# Start of Text segment
Unheard of till a few years ago, a salary of over a million dollars no longer creates shock and awe. EMA Partners international managing partner (India), K Sudarshan, reckons there are between 75-100 million dollar non-promoter CEOs in the country spread across high growth sectors like financial services, private equity, consulting, telecommunications and information technology. He has negotiated two such engagements recently.

And it is not just the CEO whose salary has crossed the Rs 1 crore (Rs 10 million) barrier. In 2005-06, Bharti Airtel had no less than 13 employees drawing a crore or more.

In fact, with a salary cheque of Rs 3.21 crore (Rs 32 million) per annum, joint managing director Akhil Gupta was paid better than the other joint managing director and a promoter of the company, Rajan Bharti Mittal (Rs 2.48 crore).

Cipla joint managing director Amar Lulla got the same as the other joint managing director and promoter, M K Hamied - Rs 7.33 crore (Rs 73.3 million).

Larsen & Toubro had eight employees netting over a crore during the year, while Hero Honda had five (four expats and an Indian), ICICI Bank five and ITC three.

A CEO, experts will tell you, can cost anywhere between Rs 1 crore and Rs 3.5 crore (Rs 35 million). A divisional head too will not come for less than a crore.

These salaries have been growing at 30-40 per cent in the last few years. If the trend continues, their salaries could double again in the next three years!

Then there are stock options. Numbers crunched by the Business Standard Research Bureau show that there are 194 India Inc employees sitting on stock options of Rs 1 crore or more. Some of them could easily sail into the annual listing of Indian billionaires.

Four of them have stock options worth over Rs 100 crore (Rs 1 billion) - Tech Mahindra managing director Vineet Nayyar {Rs 216.11 crore (Rs 2.16 billion)} leads the pack, followed by L&T chairman & managing director A M Naik {Rs 165.15 crore (Rs 1.65 billion)}, Infosys Technologies directors T V Mohandas Pai {Rs 134.28 crore (Rs 1.34 billion)} and Srinath Batni {Rs 114.54 crore (Rs 1.15 billion).
# End of Text segment
# Start of Listing
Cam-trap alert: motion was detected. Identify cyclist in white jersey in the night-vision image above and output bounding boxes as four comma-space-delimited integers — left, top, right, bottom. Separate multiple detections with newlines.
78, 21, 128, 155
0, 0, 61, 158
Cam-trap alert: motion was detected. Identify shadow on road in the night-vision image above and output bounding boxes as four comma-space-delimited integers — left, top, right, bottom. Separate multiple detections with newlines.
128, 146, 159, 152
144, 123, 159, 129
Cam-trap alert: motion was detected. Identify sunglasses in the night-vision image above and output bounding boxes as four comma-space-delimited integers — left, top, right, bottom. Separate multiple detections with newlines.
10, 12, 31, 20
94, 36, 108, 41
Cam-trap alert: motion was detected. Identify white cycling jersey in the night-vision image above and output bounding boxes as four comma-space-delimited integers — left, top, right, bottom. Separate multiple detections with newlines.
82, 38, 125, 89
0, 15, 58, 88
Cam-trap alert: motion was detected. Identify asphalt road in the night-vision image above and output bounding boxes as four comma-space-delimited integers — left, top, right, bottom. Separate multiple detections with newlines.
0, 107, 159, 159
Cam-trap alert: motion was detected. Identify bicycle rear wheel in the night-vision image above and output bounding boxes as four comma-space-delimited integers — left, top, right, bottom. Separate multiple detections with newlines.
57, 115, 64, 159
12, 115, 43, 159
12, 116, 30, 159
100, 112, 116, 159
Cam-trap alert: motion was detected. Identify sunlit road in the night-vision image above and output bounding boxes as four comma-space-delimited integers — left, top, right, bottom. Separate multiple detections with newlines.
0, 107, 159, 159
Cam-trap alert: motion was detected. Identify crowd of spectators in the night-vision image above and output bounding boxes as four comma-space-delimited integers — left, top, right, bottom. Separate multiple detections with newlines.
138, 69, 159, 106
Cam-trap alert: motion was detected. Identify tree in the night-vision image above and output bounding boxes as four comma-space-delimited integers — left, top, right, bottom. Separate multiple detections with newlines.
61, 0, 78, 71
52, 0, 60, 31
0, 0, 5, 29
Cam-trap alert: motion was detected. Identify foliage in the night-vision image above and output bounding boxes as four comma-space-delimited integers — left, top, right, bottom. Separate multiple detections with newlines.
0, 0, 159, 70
# End of Listing
**Objectives:**
a. Could you retype the part of the executive pay article that begins with the words containing "Unheard of till" and ends with "a crore or more.", word for word?
b. Will you echo the records word for word, starting from their first line and going through the line that contains "0, 0, 61, 158", with both ends included?
The executive pay article has no connection to the records.

**Answers for the tasks:**
a.
Unheard of till a few years ago, a salary of over a million dollars no longer creates shock and awe. EMA Partners international managing partner (India), K Sudarshan, reckons there are between 75-100 million dollar non-promoter CEOs in the country spread across high growth sectors like financial services, private equity, consulting, telecommunications and information technology. He has negotiated two such engagements recently.

And it is not just the CEO whose salary has crossed the Rs 1 crore (Rs 10 million) barrier. In 2005-06, Bharti Airtel had no less than 13 employees drawing a crore or more.

b.
Cam-trap alert: motion was detected. Identify cyclist in white jersey in the night-vision image above and output bounding boxes as four comma-space-delimited integers — left, top, right, bottom. Separate multiple detections with newlines.
78, 21, 128, 155
0, 0, 61, 158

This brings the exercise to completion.